• [Your task]
Gather each line of the records below that contains the string "paved". Letter case must match.

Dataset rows
— start —

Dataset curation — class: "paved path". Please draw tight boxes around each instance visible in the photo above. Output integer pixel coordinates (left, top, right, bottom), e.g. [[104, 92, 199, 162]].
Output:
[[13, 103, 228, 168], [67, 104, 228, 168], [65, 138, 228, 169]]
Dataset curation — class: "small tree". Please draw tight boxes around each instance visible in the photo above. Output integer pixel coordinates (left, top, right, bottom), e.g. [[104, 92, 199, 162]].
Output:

— end —
— start —

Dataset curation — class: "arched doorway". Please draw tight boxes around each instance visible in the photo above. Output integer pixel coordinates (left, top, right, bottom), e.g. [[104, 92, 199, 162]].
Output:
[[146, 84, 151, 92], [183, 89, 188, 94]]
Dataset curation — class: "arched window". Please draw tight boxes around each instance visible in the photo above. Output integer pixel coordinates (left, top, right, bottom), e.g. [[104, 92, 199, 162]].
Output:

— end —
— start —

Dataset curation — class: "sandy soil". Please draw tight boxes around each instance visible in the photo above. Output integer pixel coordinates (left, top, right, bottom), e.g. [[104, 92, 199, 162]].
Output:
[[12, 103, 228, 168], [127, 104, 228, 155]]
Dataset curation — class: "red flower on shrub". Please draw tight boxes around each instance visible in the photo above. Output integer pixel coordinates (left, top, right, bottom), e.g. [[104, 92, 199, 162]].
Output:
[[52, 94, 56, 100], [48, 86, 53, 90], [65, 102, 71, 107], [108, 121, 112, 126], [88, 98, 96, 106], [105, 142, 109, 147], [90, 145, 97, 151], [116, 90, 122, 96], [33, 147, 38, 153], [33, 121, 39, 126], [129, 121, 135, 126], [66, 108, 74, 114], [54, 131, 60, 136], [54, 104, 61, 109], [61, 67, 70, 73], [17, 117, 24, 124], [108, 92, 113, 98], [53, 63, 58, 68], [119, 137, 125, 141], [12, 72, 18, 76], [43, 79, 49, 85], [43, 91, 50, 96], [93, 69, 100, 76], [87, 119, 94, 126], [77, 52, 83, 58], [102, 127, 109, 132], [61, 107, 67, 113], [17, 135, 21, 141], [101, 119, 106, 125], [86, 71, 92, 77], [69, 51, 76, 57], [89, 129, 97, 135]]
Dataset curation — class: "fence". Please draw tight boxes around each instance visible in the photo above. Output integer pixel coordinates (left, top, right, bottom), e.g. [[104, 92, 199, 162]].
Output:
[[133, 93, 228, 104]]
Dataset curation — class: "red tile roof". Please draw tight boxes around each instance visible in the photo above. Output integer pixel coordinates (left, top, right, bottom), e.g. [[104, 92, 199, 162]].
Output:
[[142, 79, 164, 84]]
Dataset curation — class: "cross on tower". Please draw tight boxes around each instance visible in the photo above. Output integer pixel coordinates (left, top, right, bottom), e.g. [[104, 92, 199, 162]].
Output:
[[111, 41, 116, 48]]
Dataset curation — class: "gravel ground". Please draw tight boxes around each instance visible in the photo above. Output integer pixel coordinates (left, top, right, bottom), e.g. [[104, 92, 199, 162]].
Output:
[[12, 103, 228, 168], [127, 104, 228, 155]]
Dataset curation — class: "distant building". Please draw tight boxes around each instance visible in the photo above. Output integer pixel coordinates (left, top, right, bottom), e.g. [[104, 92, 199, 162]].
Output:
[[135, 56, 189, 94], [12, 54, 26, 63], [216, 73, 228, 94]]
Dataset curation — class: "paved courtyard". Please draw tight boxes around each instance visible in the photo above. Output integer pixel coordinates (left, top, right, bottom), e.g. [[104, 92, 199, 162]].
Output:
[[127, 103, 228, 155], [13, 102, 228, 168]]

— end —

• [Result of the exercise]
Dataset curation — class: "paved path". Please draw tight boxes around each instance visible in the photo above. Output integer pixel coordinates (left, top, right, bottom), e.g. [[104, 92, 199, 162]].
Dataset curation — class: "paved courtyard". Please draw tight boxes around each instance visible in the photo above. Output integer pixel coordinates (left, top, right, bottom), e.g. [[104, 92, 199, 162]].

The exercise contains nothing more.